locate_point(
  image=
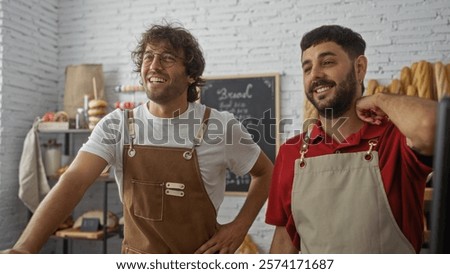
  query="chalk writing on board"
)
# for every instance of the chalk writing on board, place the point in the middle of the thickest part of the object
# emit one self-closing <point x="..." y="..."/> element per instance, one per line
<point x="253" y="101"/>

···

## WHAT IS REQUIRED
In the material above, find every line that has the string "board" and pull those lines out.

## TASK RESULT
  query="chalk writing on board"
# for every instance of the chalk writing on board, place the point in the middle of the thickest part of the object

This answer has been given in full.